**TASK STATEMENT**
Reproduce each line below in which the word "negative" appears.

**Stored data entries**
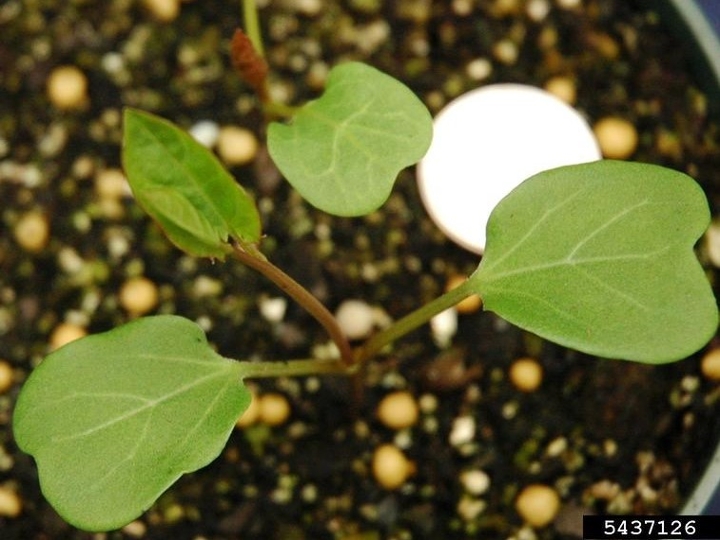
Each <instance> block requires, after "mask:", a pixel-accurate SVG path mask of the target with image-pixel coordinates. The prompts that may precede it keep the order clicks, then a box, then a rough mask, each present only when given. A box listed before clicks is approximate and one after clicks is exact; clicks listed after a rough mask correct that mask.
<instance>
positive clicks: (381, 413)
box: [377, 390, 419, 429]
mask: <svg viewBox="0 0 720 540" xmlns="http://www.w3.org/2000/svg"><path fill="white" fill-rule="evenodd" d="M418 415H419V410H418V404H417V401H416V400H415V398H414V397H413V395H412V394H411V393H410V392H407V391H405V390H398V391H397V392H392V393H390V394H388V395H387V396H385V397H384V398H383V399H382V400H381V401H380V403H379V405H378V408H377V417H378V419H379V420H380V422H382V423H383V424H384V425H385V426H386V427H389V428H390V429H405V428H409V427H411V426H414V425H415V424H416V423H417V420H418Z"/></svg>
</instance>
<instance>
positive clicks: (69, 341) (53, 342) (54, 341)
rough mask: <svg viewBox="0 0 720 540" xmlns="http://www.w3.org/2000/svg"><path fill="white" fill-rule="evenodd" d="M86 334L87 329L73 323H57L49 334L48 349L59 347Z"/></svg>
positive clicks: (52, 348) (65, 322)
mask: <svg viewBox="0 0 720 540" xmlns="http://www.w3.org/2000/svg"><path fill="white" fill-rule="evenodd" d="M86 335H87V330H86V329H85V328H83V327H82V326H79V325H77V324H74V323H69V322H64V323H60V324H58V325H57V326H56V327H55V328H54V329H53V331H52V333H51V334H50V350H53V351H54V350H55V349H59V348H60V347H62V346H63V345H67V344H68V343H70V342H71V341H75V340H76V339H80V338H82V337H85V336H86Z"/></svg>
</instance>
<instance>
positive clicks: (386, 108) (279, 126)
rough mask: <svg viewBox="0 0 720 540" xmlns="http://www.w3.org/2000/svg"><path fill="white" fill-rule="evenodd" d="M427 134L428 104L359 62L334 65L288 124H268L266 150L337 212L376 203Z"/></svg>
mask: <svg viewBox="0 0 720 540" xmlns="http://www.w3.org/2000/svg"><path fill="white" fill-rule="evenodd" d="M431 139H432V118H431V116H430V113H429V112H428V110H427V109H426V108H425V105H423V103H422V102H421V101H420V100H419V99H418V98H417V96H415V95H414V94H413V93H412V91H411V90H410V89H409V88H407V87H406V86H405V85H403V84H402V83H401V82H399V81H397V80H396V79H394V78H392V77H390V76H389V75H386V74H384V73H382V72H381V71H378V70H377V69H375V68H372V67H370V66H368V65H365V64H361V63H359V62H350V63H346V64H341V65H339V66H337V67H335V68H333V69H332V71H331V72H330V75H329V76H328V80H327V85H326V88H325V92H324V93H323V95H322V96H321V97H320V98H319V99H317V100H315V101H311V102H309V103H307V104H306V105H304V106H303V107H301V109H300V110H299V112H298V113H297V114H296V115H295V117H294V118H293V120H292V122H291V123H290V124H288V125H284V124H280V123H278V122H273V123H272V124H270V127H269V130H268V150H269V151H270V155H271V156H272V158H273V160H274V161H275V164H276V165H277V166H278V168H279V169H280V170H281V171H282V173H283V174H284V175H285V177H286V178H287V180H288V181H289V182H290V183H291V184H292V185H293V187H294V188H295V189H297V190H298V192H300V194H301V195H302V196H303V197H304V198H305V199H307V201H308V202H310V204H312V205H314V206H316V207H318V208H320V209H321V210H324V211H326V212H329V213H331V214H336V215H340V216H360V215H364V214H368V213H370V212H372V211H373V210H376V209H377V208H378V207H380V206H381V205H382V204H383V203H384V202H385V201H386V200H387V198H388V196H389V195H390V191H391V189H392V186H393V184H394V183H395V178H396V177H397V175H398V173H399V172H400V170H401V169H403V168H405V167H407V166H409V165H412V164H414V163H416V162H417V161H419V160H420V158H422V157H423V156H424V155H425V152H427V149H428V147H429V146H430V140H431Z"/></svg>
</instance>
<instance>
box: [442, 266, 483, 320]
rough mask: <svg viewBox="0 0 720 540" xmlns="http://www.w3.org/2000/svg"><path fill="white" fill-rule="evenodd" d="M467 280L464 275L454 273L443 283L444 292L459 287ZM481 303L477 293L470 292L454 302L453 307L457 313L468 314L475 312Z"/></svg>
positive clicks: (445, 291)
mask: <svg viewBox="0 0 720 540" xmlns="http://www.w3.org/2000/svg"><path fill="white" fill-rule="evenodd" d="M465 281H467V278H466V277H465V276H461V275H454V276H451V277H450V278H449V279H448V281H447V283H446V284H445V292H448V291H451V290H452V289H454V288H456V287H459V286H460V285H462V284H463V283H465ZM481 305H482V300H480V297H479V296H478V295H477V294H471V295H470V296H468V297H467V298H464V299H462V300H461V301H460V302H458V303H457V304H455V309H456V310H457V311H458V313H462V314H468V313H475V312H476V311H477V310H478V309H480V306H481Z"/></svg>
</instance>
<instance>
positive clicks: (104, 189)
mask: <svg viewBox="0 0 720 540" xmlns="http://www.w3.org/2000/svg"><path fill="white" fill-rule="evenodd" d="M95 193H97V194H98V196H99V197H100V198H101V199H113V200H117V199H120V198H122V197H128V196H130V195H131V191H130V185H129V184H128V182H127V179H126V178H125V175H124V174H123V172H122V171H121V170H120V169H102V170H100V171H98V173H97V174H96V175H95Z"/></svg>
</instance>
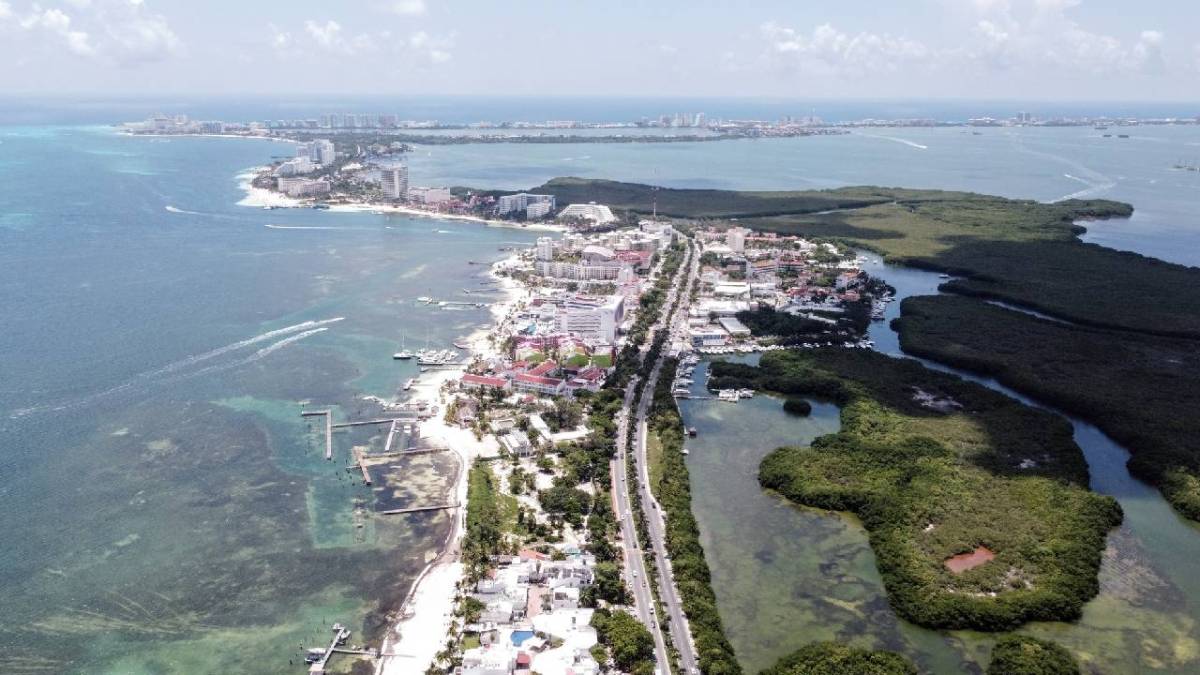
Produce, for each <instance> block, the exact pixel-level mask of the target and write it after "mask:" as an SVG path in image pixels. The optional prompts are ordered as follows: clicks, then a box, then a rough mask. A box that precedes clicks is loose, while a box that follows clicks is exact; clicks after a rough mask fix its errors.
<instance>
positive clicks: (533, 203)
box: [496, 192, 554, 217]
mask: <svg viewBox="0 0 1200 675" xmlns="http://www.w3.org/2000/svg"><path fill="white" fill-rule="evenodd" d="M545 204H548V205H545ZM535 205H536V207H539V209H538V210H536V211H535V213H539V215H536V216H534V215H532V214H530V213H529V209H530V208H533V207H535ZM552 210H554V196H553V195H530V193H528V192H517V193H516V195H505V196H503V197H500V198H499V199H498V201H497V202H496V215H502V216H504V215H509V214H515V213H518V211H526V217H541V216H545V215H546V214H547V213H550V211H552Z"/></svg>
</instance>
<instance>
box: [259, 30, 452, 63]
mask: <svg viewBox="0 0 1200 675" xmlns="http://www.w3.org/2000/svg"><path fill="white" fill-rule="evenodd" d="M268 29H269V30H270V37H269V44H270V46H271V47H272V48H274V49H275V50H276V52H277V53H280V55H281V56H283V58H289V59H296V58H302V56H304V54H305V52H306V50H311V49H318V50H322V52H326V53H330V54H340V55H344V56H354V55H359V54H365V53H388V54H392V55H395V56H396V58H397V59H398V60H401V61H406V60H407V61H408V62H409V64H410V65H415V66H433V65H438V64H444V62H446V61H449V60H451V59H452V58H454V56H452V49H454V35H448V36H438V35H432V34H428V32H426V31H424V30H418V31H414V32H412V34H409V35H408V36H407V37H402V36H396V35H394V34H392V32H391V31H389V30H380V31H376V32H360V34H350V32H349V31H347V30H346V29H344V28H343V26H342V24H340V23H338V22H336V20H334V19H328V20H324V22H319V20H313V19H308V20H306V22H305V23H304V32H302V34H300V35H299V38H298V37H296V36H293V34H292V32H288V31H287V30H286V29H281V28H278V26H276V25H274V24H269V25H268Z"/></svg>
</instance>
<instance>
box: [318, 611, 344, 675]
mask: <svg viewBox="0 0 1200 675" xmlns="http://www.w3.org/2000/svg"><path fill="white" fill-rule="evenodd" d="M349 638H350V631H349V629H348V628H346V627H344V626H342V625H341V623H334V639H332V640H331V641H330V643H329V647H328V649H326V650H325V652H324V653H322V655H320V658H317V659H314V661H313V662H312V665H311V667H308V673H310V675H324V673H325V668H326V665H328V664H329V659H330V658H332V656H334V653H335V652H336V650H337V647H338V646H340V645H343V644H346V640H348V639H349ZM314 651H316V650H314Z"/></svg>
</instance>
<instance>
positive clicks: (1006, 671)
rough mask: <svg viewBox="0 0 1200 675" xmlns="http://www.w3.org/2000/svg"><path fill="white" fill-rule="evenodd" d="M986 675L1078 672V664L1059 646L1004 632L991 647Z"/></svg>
mask: <svg viewBox="0 0 1200 675" xmlns="http://www.w3.org/2000/svg"><path fill="white" fill-rule="evenodd" d="M988 675H1079V663H1076V662H1075V657H1073V656H1072V655H1070V652H1069V651H1067V650H1066V647H1063V646H1062V645H1058V644H1055V643H1051V641H1048V640H1039V639H1037V638H1031V637H1028V635H1004V637H1003V638H1001V639H1000V640H997V641H996V646H995V647H992V650H991V664H990V665H988Z"/></svg>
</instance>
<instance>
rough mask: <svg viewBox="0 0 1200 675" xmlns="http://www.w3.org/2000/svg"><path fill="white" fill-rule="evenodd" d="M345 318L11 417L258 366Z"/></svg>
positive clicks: (31, 407) (307, 326)
mask: <svg viewBox="0 0 1200 675" xmlns="http://www.w3.org/2000/svg"><path fill="white" fill-rule="evenodd" d="M344 319H346V317H341V316H338V317H334V318H324V319H319V321H304V322H300V323H296V324H294V325H288V327H284V328H278V329H275V330H268V331H266V333H263V334H260V335H254V336H253V337H247V339H245V340H239V341H236V342H233V344H230V345H226V346H224V347H217V348H216V350H210V351H208V352H203V353H199V354H193V356H190V357H186V358H182V359H179V360H178V362H174V363H169V364H167V365H164V366H161V368H156V369H154V370H148V371H145V372H140V374H138V375H134V376H133V377H132V378H131V380H128V381H127V382H124V383H121V384H118V386H116V387H110V388H108V389H104V390H102V392H96V393H94V394H88V395H86V396H82V398H78V399H73V400H68V401H62V402H58V404H46V405H41V406H32V407H26V408H19V410H17V411H13V412H12V413H11V414H10V418H13V419H16V418H19V417H25V416H29V414H35V413H56V412H62V411H68V410H76V408H80V407H85V406H89V405H92V404H96V402H100V401H102V400H104V399H108V398H112V396H115V395H118V394H125V393H134V392H140V390H144V389H145V388H149V387H155V386H161V384H166V383H170V382H179V381H182V380H187V378H192V377H197V376H200V375H208V374H211V372H217V371H222V370H229V369H234V368H240V366H244V365H247V364H251V363H254V362H257V360H259V359H262V358H264V357H268V356H270V354H272V353H275V352H277V351H280V350H282V348H283V347H287V346H288V345H292V344H294V342H299V341H300V340H304V339H305V337H310V336H312V335H317V334H318V333H324V331H325V330H329V325H330V324H332V323H337V322H340V321H344ZM271 340H275V342H271V344H270V345H268V346H265V347H260V348H259V350H257V351H254V352H253V353H251V354H250V356H246V357H242V358H240V359H233V360H220V357H223V356H227V354H234V353H238V352H240V351H242V350H245V348H247V347H253V346H254V345H259V344H262V342H269V341H271ZM214 359H217V363H211V362H214Z"/></svg>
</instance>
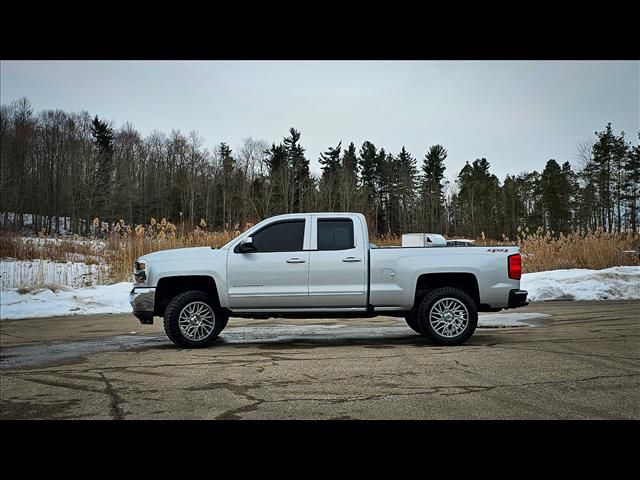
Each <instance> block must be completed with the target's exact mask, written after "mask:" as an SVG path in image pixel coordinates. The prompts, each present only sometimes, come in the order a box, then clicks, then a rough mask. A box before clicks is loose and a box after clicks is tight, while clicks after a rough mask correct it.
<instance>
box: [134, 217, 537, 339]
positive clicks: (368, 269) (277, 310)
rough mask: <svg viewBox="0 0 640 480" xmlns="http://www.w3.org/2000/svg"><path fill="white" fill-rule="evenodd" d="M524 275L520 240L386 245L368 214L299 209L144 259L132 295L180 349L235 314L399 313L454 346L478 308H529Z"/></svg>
mask: <svg viewBox="0 0 640 480" xmlns="http://www.w3.org/2000/svg"><path fill="white" fill-rule="evenodd" d="M521 273H522V261H521V257H520V253H519V251H518V248H517V247H515V246H508V247H505V246H496V247H490V246H482V247H447V246H443V247H429V248H423V247H407V248H402V247H387V248H378V247H376V246H374V245H370V244H369V233H368V230H367V222H366V219H365V217H364V216H363V215H361V214H357V213H301V214H290V215H278V216H275V217H271V218H268V219H266V220H263V221H262V222H260V223H258V224H256V225H255V226H253V227H252V228H251V229H249V230H247V231H245V232H244V233H242V234H241V235H239V236H238V237H236V238H235V239H233V240H232V241H230V242H229V243H227V244H226V245H224V246H223V247H221V248H219V249H214V248H210V247H197V248H181V249H174V250H163V251H159V252H155V253H150V254H148V255H144V256H142V257H140V258H139V259H138V260H137V261H136V262H135V269H134V285H133V290H132V291H131V293H130V302H131V305H132V307H133V313H134V315H135V316H136V317H137V318H138V319H139V320H140V322H141V323H144V324H150V323H153V317H154V316H159V317H164V328H165V331H166V333H167V336H168V337H169V338H170V339H171V340H172V341H173V342H174V343H175V344H177V345H179V346H182V347H191V348H194V347H204V346H207V345H210V344H211V343H212V342H213V341H214V340H215V339H216V338H217V337H218V335H219V334H220V332H221V331H222V329H223V328H224V327H225V326H226V325H227V321H228V319H229V317H230V316H233V317H249V318H269V317H295V318H312V317H316V318H317V317H374V316H377V315H387V316H401V317H404V318H405V319H406V321H407V323H408V324H409V326H410V327H411V328H412V329H413V330H415V331H416V332H417V333H419V334H421V335H424V336H426V337H428V338H429V339H430V340H432V341H433V342H435V343H437V344H440V345H458V344H461V343H463V342H464V341H466V340H467V339H468V338H469V337H470V336H471V335H472V334H473V332H474V331H475V329H476V325H477V320H478V311H481V312H482V311H492V312H495V311H499V310H501V309H503V308H517V307H522V306H525V305H527V304H528V302H527V292H526V291H523V290H520V276H521Z"/></svg>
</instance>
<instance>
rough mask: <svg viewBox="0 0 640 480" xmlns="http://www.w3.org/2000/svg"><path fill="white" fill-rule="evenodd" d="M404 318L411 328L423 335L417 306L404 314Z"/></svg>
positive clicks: (413, 329)
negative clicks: (416, 310) (405, 313)
mask: <svg viewBox="0 0 640 480" xmlns="http://www.w3.org/2000/svg"><path fill="white" fill-rule="evenodd" d="M404 319H405V320H406V321H407V325H409V327H411V330H413V331H414V332H416V333H419V334H420V335H422V328H421V326H420V321H419V320H418V312H417V311H416V309H415V308H414V309H413V310H411V311H410V312H409V313H407V314H406V315H405V316H404Z"/></svg>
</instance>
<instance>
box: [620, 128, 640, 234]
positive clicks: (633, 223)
mask: <svg viewBox="0 0 640 480" xmlns="http://www.w3.org/2000/svg"><path fill="white" fill-rule="evenodd" d="M638 140H639V142H638V145H635V146H631V145H630V146H629V149H628V155H627V161H626V163H625V167H624V168H625V173H626V175H625V183H624V185H623V188H624V196H623V198H624V200H626V201H627V205H628V209H629V213H628V218H629V225H630V227H631V231H632V232H634V233H635V232H637V231H638V196H640V131H639V132H638Z"/></svg>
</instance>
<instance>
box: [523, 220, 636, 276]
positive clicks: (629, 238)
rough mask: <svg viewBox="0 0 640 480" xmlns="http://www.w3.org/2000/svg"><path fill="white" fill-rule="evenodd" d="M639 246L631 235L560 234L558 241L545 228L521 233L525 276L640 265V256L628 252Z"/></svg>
mask: <svg viewBox="0 0 640 480" xmlns="http://www.w3.org/2000/svg"><path fill="white" fill-rule="evenodd" d="M639 242H640V239H639V238H638V236H637V235H633V234H631V233H608V232H603V231H602V230H596V231H595V232H591V231H590V232H588V233H586V234H580V233H577V232H572V233H570V234H568V235H563V234H560V236H559V237H557V238H556V237H555V235H553V232H544V231H543V230H542V229H541V228H539V229H538V230H537V231H536V232H535V233H533V234H529V233H528V232H527V231H521V232H520V235H519V236H518V239H517V243H518V245H519V246H520V250H521V252H522V254H523V256H524V261H523V268H524V270H525V272H540V271H543V270H557V269H564V268H590V269H602V268H609V267H615V266H621V265H638V258H637V256H635V255H629V254H625V253H624V251H625V250H635V248H636V246H637V245H638V243H639Z"/></svg>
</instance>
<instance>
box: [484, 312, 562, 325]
mask: <svg viewBox="0 0 640 480" xmlns="http://www.w3.org/2000/svg"><path fill="white" fill-rule="evenodd" d="M550 316H551V315H547V314H546V313H535V312H526V313H519V312H518V313H481V314H479V315H478V327H480V328H496V327H526V326H530V327H533V326H535V325H536V322H531V321H530V320H533V319H534V318H544V317H550Z"/></svg>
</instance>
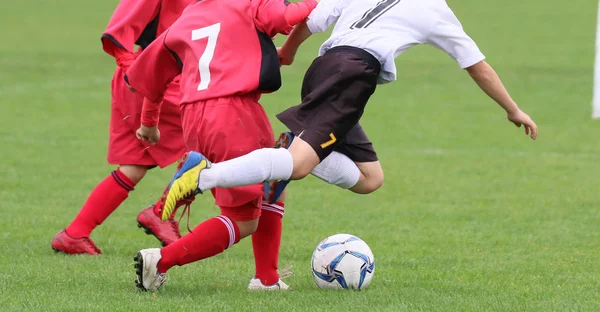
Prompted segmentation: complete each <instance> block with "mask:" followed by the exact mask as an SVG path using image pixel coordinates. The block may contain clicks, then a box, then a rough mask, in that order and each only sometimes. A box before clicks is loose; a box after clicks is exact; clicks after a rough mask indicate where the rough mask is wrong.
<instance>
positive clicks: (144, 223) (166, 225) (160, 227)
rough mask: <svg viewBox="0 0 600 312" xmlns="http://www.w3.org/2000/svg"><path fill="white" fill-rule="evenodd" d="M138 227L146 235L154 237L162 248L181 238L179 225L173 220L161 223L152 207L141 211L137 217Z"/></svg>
mask: <svg viewBox="0 0 600 312" xmlns="http://www.w3.org/2000/svg"><path fill="white" fill-rule="evenodd" d="M137 220H138V227H140V228H143V229H144V230H145V231H146V234H152V235H154V236H155V237H156V238H157V239H158V240H159V241H160V243H161V244H162V245H163V246H167V245H169V244H171V243H173V242H174V241H176V240H178V239H180V238H181V234H180V233H179V223H178V222H177V221H175V220H173V218H171V219H169V220H167V221H162V220H161V219H160V217H158V216H157V215H156V214H154V205H151V206H150V207H148V208H146V209H144V210H142V212H140V214H139V215H138V217H137Z"/></svg>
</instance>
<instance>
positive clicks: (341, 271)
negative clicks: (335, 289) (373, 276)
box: [312, 234, 375, 290]
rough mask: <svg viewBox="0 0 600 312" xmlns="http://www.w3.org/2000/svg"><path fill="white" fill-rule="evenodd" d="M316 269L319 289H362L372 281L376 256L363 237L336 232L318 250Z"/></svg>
mask: <svg viewBox="0 0 600 312" xmlns="http://www.w3.org/2000/svg"><path fill="white" fill-rule="evenodd" d="M312 271H313V278H314V280H315V283H316V284H317V286H318V287H319V288H338V289H339V288H343V289H354V290H361V289H365V288H367V287H368V286H369V284H371V280H372V279H373V274H374V273H375V258H374V257H373V252H372V251H371V248H369V245H367V243H365V242H364V241H363V240H362V239H360V238H358V237H356V236H354V235H350V234H336V235H332V236H329V237H327V238H326V239H324V240H322V241H321V242H320V243H319V245H318V246H317V248H316V249H315V251H314V253H313V257H312Z"/></svg>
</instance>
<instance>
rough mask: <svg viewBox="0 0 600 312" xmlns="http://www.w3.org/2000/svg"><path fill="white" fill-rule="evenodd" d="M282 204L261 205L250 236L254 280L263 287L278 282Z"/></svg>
mask: <svg viewBox="0 0 600 312" xmlns="http://www.w3.org/2000/svg"><path fill="white" fill-rule="evenodd" d="M283 207H284V205H283V203H280V202H276V203H275V204H267V203H266V202H265V203H263V207H262V212H261V215H260V219H259V221H258V228H257V229H256V232H254V234H252V249H253V250H254V262H255V265H256V276H255V277H256V278H258V279H260V281H261V283H263V285H267V286H268V285H273V284H275V283H277V281H278V280H279V275H278V274H277V268H278V266H279V264H278V263H279V245H280V244H281V226H282V222H281V219H282V218H283V211H284V210H283Z"/></svg>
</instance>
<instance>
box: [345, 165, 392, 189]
mask: <svg viewBox="0 0 600 312" xmlns="http://www.w3.org/2000/svg"><path fill="white" fill-rule="evenodd" d="M362 174H363V177H361V179H360V180H359V182H358V183H357V185H356V186H354V187H352V188H351V189H350V190H351V191H353V192H354V193H358V194H370V193H373V192H375V191H376V190H378V189H379V188H381V186H382V185H383V180H384V175H383V169H382V168H381V167H378V168H371V170H369V171H367V172H362Z"/></svg>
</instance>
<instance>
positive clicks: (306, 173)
mask: <svg viewBox="0 0 600 312" xmlns="http://www.w3.org/2000/svg"><path fill="white" fill-rule="evenodd" d="M313 169H314V167H312V166H310V165H307V164H306V163H298V164H297V165H296V164H294V170H292V176H291V179H292V180H300V179H304V178H305V177H306V176H307V175H309V174H310V172H311V171H312V170H313Z"/></svg>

**ANSWER TO THE EXERCISE**
negative clicks: (416, 310) (405, 313)
negative clicks: (335, 289) (373, 276)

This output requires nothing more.